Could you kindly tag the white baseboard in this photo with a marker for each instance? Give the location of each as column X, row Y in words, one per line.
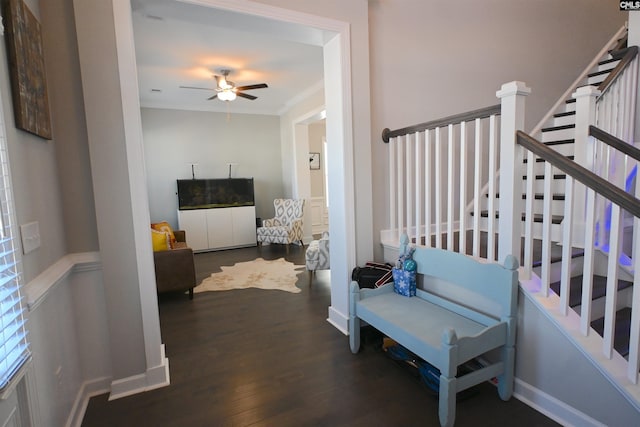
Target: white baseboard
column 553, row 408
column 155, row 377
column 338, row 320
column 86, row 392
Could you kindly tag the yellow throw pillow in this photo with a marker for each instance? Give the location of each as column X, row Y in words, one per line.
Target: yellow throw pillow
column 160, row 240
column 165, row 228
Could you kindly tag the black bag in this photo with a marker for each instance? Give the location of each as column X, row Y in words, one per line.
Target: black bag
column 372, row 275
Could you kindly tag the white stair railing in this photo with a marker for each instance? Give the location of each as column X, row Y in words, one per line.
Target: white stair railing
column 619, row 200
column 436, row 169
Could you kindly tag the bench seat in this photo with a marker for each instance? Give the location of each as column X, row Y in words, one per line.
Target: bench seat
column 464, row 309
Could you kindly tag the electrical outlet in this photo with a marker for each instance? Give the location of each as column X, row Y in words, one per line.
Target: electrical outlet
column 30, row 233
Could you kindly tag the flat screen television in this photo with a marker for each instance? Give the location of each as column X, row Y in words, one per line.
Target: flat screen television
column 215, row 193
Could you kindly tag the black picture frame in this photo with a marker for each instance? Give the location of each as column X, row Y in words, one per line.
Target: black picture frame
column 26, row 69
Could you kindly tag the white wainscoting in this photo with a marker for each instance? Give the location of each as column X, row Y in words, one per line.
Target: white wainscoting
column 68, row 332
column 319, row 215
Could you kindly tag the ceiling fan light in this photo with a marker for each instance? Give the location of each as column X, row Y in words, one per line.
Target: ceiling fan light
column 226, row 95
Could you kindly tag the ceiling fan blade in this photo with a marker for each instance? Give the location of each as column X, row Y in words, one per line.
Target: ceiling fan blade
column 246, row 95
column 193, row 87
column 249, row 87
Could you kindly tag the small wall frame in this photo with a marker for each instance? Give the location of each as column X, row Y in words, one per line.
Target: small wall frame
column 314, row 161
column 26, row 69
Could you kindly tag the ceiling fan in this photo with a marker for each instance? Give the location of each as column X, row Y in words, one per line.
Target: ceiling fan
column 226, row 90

-=-=-=-=-

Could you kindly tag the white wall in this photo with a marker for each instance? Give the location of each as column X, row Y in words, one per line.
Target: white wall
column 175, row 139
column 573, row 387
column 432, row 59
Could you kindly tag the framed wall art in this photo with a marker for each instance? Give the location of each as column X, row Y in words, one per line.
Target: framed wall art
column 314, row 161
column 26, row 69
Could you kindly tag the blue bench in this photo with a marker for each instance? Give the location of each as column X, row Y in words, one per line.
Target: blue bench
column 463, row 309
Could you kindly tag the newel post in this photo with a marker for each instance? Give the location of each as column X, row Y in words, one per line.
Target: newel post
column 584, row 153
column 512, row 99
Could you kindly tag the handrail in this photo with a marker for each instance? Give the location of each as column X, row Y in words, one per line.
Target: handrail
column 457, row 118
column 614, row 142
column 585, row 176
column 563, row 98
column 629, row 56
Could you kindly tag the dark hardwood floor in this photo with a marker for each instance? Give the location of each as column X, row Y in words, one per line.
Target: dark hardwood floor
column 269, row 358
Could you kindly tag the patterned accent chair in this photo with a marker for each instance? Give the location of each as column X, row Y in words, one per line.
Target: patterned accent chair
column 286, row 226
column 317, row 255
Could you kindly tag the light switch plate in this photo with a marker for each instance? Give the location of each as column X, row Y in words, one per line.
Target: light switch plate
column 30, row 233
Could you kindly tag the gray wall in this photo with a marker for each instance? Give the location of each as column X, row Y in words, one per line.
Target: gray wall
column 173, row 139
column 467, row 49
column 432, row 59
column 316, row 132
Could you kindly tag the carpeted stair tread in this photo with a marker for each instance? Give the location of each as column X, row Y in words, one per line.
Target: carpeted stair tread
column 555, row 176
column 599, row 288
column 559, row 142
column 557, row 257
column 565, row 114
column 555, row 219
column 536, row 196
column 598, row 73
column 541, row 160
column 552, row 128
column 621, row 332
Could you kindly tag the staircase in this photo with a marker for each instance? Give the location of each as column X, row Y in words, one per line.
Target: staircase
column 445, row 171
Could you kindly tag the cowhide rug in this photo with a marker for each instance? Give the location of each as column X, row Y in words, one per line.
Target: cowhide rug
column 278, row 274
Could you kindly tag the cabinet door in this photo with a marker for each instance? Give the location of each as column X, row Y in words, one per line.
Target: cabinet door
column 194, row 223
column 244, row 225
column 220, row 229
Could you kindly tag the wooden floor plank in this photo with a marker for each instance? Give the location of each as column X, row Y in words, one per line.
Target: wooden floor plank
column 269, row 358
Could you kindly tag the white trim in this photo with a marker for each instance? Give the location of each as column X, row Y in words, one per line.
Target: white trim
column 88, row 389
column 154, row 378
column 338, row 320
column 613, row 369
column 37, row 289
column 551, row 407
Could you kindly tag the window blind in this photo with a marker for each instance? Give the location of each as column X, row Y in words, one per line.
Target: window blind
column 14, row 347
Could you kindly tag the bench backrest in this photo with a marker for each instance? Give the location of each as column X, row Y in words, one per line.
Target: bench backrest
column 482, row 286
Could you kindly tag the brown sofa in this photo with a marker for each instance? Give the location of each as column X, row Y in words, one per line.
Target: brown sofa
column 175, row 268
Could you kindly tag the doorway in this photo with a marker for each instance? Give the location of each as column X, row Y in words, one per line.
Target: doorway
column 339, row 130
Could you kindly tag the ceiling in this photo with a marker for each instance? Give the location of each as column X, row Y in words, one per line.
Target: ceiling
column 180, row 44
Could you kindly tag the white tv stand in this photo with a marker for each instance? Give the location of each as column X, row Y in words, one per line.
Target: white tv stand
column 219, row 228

-=-=-=-=-

* [Exercise] Begin with the line above that has "Could you kindly tag the yellow" and continue through the line that has "Could you kindly tag the bench seat", setting each one down exactly. Stop there.

* [Solution]
Could you kindly tag the yellow throw pillow in this photo with a marker for each instance? Give the location of each as column X, row Y in words, one per line.
Target: yellow throw pillow
column 160, row 240
column 165, row 228
Could you kindly tag the black bag in this photo with a marker for each instance? Give the location of each as column X, row Y in words, one per line.
Target: black bag
column 372, row 275
Could you kindly tag the white stair railing in this photo with a marker for each instance? Give the location of each as column X, row Y in words, one per line.
Target: white stair railing
column 619, row 200
column 436, row 169
Could you kindly tag the bench seat in this photo with a marker for each instance? Give the location of each as column X, row Y in words, one per line.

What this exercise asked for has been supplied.